Description of the task - Transcribe each record exactly; skip any picture.

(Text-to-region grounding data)
= = = =

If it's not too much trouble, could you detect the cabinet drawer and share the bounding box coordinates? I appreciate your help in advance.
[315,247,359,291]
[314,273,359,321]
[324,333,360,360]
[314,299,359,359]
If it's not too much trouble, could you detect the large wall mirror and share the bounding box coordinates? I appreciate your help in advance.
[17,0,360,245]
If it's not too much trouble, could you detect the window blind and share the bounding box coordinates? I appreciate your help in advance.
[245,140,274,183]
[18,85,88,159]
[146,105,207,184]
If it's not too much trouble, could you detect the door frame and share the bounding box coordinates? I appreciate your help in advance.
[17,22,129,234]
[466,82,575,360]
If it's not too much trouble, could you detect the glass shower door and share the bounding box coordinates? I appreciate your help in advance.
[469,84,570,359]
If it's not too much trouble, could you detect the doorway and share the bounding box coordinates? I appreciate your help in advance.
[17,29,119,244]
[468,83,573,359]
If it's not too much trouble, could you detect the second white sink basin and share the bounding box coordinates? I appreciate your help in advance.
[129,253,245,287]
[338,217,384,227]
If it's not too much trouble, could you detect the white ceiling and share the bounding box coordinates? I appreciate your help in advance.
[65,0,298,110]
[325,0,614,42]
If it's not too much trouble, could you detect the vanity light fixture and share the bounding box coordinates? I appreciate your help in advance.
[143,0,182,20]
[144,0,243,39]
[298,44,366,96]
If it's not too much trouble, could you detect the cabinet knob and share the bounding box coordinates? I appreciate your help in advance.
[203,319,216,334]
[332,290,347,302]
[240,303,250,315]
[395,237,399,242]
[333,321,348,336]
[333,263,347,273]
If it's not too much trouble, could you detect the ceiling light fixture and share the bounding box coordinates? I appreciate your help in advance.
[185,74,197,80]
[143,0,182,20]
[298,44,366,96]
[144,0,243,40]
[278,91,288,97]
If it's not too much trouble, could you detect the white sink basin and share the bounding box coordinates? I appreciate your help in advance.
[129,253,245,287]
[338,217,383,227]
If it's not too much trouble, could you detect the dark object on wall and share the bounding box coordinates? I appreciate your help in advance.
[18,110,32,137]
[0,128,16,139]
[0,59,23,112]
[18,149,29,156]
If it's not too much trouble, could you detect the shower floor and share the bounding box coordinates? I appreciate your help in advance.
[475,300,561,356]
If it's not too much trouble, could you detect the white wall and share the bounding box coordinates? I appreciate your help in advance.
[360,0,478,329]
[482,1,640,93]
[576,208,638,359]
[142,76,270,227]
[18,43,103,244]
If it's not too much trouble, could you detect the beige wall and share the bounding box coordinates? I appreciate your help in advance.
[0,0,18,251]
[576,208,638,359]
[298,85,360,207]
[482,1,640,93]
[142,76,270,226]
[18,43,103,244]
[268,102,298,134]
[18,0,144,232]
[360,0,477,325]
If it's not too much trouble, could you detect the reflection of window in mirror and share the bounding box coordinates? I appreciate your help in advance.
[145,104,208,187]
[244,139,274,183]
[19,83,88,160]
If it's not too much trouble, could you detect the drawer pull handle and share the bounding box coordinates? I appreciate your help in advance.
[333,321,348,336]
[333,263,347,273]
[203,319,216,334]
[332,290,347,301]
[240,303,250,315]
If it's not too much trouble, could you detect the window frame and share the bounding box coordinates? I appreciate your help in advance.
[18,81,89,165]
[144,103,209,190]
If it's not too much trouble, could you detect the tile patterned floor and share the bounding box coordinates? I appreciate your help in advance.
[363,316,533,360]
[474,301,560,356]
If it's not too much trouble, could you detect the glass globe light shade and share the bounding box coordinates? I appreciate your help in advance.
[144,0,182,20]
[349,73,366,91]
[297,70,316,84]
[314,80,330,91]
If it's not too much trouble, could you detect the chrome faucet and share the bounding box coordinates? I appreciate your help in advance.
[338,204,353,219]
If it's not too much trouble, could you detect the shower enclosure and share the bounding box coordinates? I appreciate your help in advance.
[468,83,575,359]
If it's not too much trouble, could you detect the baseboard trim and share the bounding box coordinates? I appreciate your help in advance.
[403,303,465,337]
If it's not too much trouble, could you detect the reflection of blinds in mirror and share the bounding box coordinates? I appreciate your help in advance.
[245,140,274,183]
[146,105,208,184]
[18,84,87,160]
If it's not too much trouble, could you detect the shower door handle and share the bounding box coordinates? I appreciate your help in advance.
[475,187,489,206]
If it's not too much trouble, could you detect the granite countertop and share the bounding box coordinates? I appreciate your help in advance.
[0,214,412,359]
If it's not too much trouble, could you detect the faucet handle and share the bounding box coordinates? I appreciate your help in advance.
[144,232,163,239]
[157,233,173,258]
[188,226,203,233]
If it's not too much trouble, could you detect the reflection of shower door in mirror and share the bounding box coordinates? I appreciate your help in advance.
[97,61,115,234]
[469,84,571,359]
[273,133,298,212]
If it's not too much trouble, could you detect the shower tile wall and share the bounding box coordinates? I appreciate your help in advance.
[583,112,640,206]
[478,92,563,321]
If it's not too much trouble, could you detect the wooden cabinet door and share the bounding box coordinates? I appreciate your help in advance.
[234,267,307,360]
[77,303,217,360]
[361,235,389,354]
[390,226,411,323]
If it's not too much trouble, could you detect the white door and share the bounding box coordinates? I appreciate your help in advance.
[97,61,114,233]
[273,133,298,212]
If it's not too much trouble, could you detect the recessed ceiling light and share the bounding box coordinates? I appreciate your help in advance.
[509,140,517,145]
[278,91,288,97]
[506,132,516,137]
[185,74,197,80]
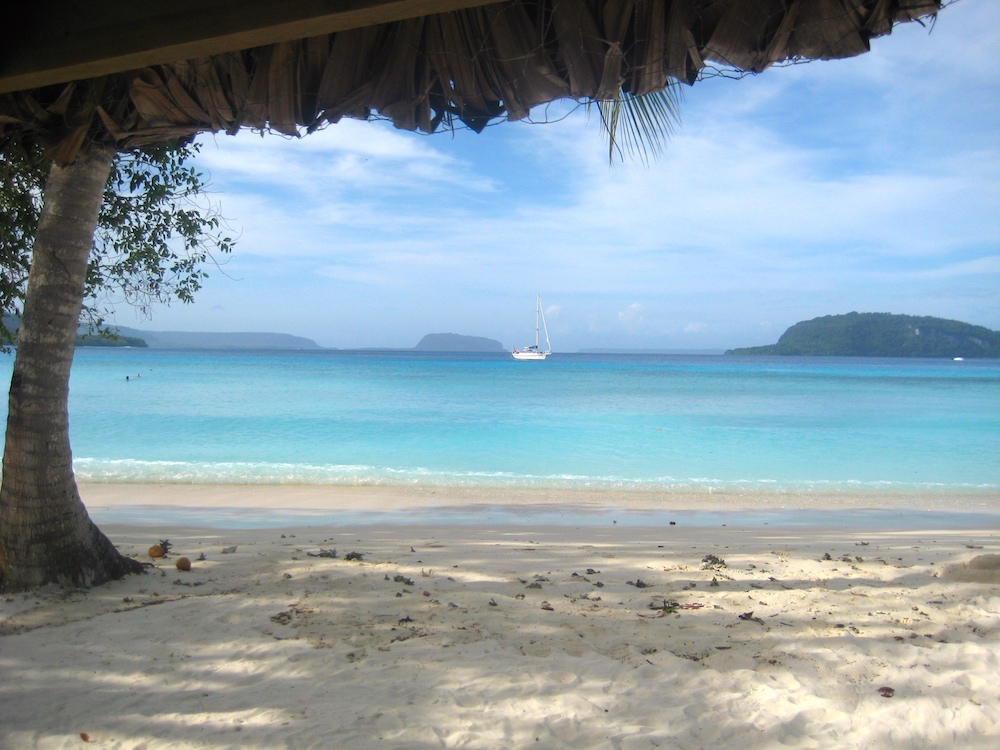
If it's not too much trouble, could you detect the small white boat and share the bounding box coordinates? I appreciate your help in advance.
[954,357,964,361]
[512,295,551,361]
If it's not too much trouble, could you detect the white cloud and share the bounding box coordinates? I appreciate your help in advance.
[196,121,496,197]
[618,303,644,324]
[314,264,395,286]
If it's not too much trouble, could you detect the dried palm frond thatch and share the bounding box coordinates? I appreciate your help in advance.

= = = =

Answer box -
If it's not too much trouble, could you detect the cabinet drawer and share the bounding box coordinates? I appreciate your help in advance.
[315,247,359,291]
[314,273,359,321]
[324,333,360,360]
[314,299,359,359]
If it's not too much trouble, could you detect the large wall mirror and share the bounding box coordinates? I appreciate your help in advance.
[17,0,360,245]
If it's not too much trouble, could you detect the window blind and share the bounding box coordinates? I appreciate your help in advance.
[245,140,274,183]
[18,85,88,159]
[146,105,207,184]
If it's not too much trouble, could you detect the door frame and share the bounding box coordinates? I appreciate your help in advance.
[17,22,129,234]
[466,82,575,360]
If it's not too much trouble, could you detect the glass shower door and share the bounding box coordinates? I appreciate your help in advance.
[469,84,570,359]
If it's not too much trouble, could you detect the doorway and share the bounding box coordinates? I appreciate your help in advance.
[17,29,119,244]
[468,83,573,359]
If it's not too much trouble, could you detect the second white sink basin and share the bounding box coordinates? I appreciate your help in advance.
[129,253,245,287]
[338,217,384,227]
If it's not too much trouble, could you detect the white ceiling and share the bounding box coordinates? I appreciate your help in advance.
[65,0,298,110]
[325,0,614,42]
If it's not too much trouble, could you detect the vanity light fixture and share the bounding box coordinates? I appreciate your help in advance.
[143,0,182,20]
[144,0,243,39]
[298,44,366,96]
If it's not too much trouble, could you detect the cabinet knob and share the bounding box coordinates? I appreciate your help in advance.
[203,319,216,334]
[332,290,347,302]
[240,303,250,315]
[395,237,399,242]
[333,321,348,336]
[333,263,347,273]
If it's not too much trouble, could you detect the ceiling light fixture and share the bounding box coordinates? I appreciate your help in advance.
[185,74,197,80]
[143,0,182,20]
[298,44,366,96]
[144,0,243,40]
[278,91,288,97]
If it's not too much trouble, could you detect the white sink basin and share the bounding box coordinates? I appreciate your help in advance.
[129,253,245,287]
[338,217,383,227]
If it's not too much trouble, could you detect the dark object on wall and share the bounding box coordinates? I appreciate your help in advance.
[18,110,32,137]
[0,128,16,139]
[0,59,23,112]
[18,149,29,156]
If it's not too much trouble, could you detect the shower floor and share the bounding box coordinates? I appreciate your help in advance.
[475,300,561,356]
If it's not too much trouble, could you detect the white wall and share the bounding box coordinates? I appreciate your help in advance.
[360,0,478,329]
[482,1,640,93]
[576,208,638,359]
[142,76,270,227]
[18,43,103,244]
If it's not too much trouble, could you detect the beige wall and share the bounding box coordinates? I appreciate your help in advance.
[0,0,18,251]
[576,208,638,359]
[298,85,360,207]
[482,1,640,93]
[142,76,270,226]
[18,43,103,244]
[268,102,298,134]
[18,0,144,232]
[360,0,477,325]
If it's not too much trouble, could you detect the reflection of window in mirror and share the bounding box coordinates? I appreciate your help in advance.
[145,104,208,187]
[244,139,274,183]
[19,83,88,160]
If it's not too much trouble, could you detect the drawer pull handle and share the bounding box coordinates? I appreciate your help in advance.
[333,321,348,336]
[333,263,347,273]
[203,319,216,334]
[332,290,347,301]
[240,303,250,315]
If it's not too much trouble, could you detect the window frame and share the bounding box coordinates? I appreciate your help in advance.
[18,81,89,165]
[144,103,209,190]
If it's not too much trouble, could you detect the tile patterned floor and share the bounding box coordinates? I appreciate your help in advance.
[363,316,533,360]
[474,301,560,356]
If it's not too much trouble, could you detect the glass globe light shade and share the bounding box coordinates? I appreciate your help in advance.
[144,0,182,20]
[349,73,366,91]
[297,70,316,84]
[314,80,330,91]
If it's not too much trouble, could you detect the chrome faucet and share the bounding box coordinates? I appreciate your help in advance.
[338,204,353,219]
If it's not too much trouble, could you detect the shower enclosure and share the bounding box coordinates? I appreciate your help in advance.
[468,83,575,359]
If it's not too much trouble, could you detect the baseboard trim and share the bounding box coordinates? I appreciate your help in advance.
[403,303,465,337]
If it's not too much trouble, could you detect the reflection of blinds in mirror and share the bounding box coordinates? I appreciate your help in advance.
[245,140,274,183]
[146,105,208,184]
[18,84,87,160]
If it's not too much trouble, could you detect the shower door handle and share the bounding box coordinates? I appreciate your help in advance.
[475,187,489,206]
If it's not too much trouble, could you detect the granite countertop and share the bounding box coordinates? I appreciate your help in advance.
[0,214,412,359]
If it's not too much trouble, could you detect the faucet handle and share the bounding box coordinates? I appreciate your help in advance.
[144,232,163,239]
[157,233,173,258]
[188,226,203,233]
If it's not too much trouble, could you detect the reflection of shower door in mirror and share the bounding box coordinates? I appreciate your help in advance.
[97,61,115,234]
[469,84,571,359]
[273,133,298,212]
If it's not too much trouble, could you detect the shower tile wall and share the bounding box coordinates? I appreciate your help in advance.
[583,112,640,206]
[478,92,563,321]
If it's not too much trouble, could you detect the wooden cabinet door and share the bounding box coordinates? I appreciate your help in advance.
[234,267,307,360]
[77,303,217,360]
[361,235,389,354]
[390,226,411,323]
If it's not too much trouble, could you detect the white door and share the bounding box coordinates? I appreciate your help in advance.
[97,61,114,233]
[273,133,298,212]
If it's not too much trouble, could you detect the recessed ceiling light and share the bounding box coordinates? I appreciate your help in advance.
[509,140,517,145]
[278,91,288,97]
[506,132,516,137]
[185,74,197,80]
If it's not too much trouble, could you detect the small white boat and share the bounding box coordinates? I appreciate your help in advance.
[954,357,964,361]
[512,295,551,361]
If it's not too much trouble, could you detect the white cloud and share the bounding box coordinates? I appreciate your help in advance.
[196,121,496,197]
[618,303,644,324]
[314,264,395,286]
If it's not too much trouble, could you detect the dried palm frond thatch and share the bounding box coordinates? I appreciate your help in advance.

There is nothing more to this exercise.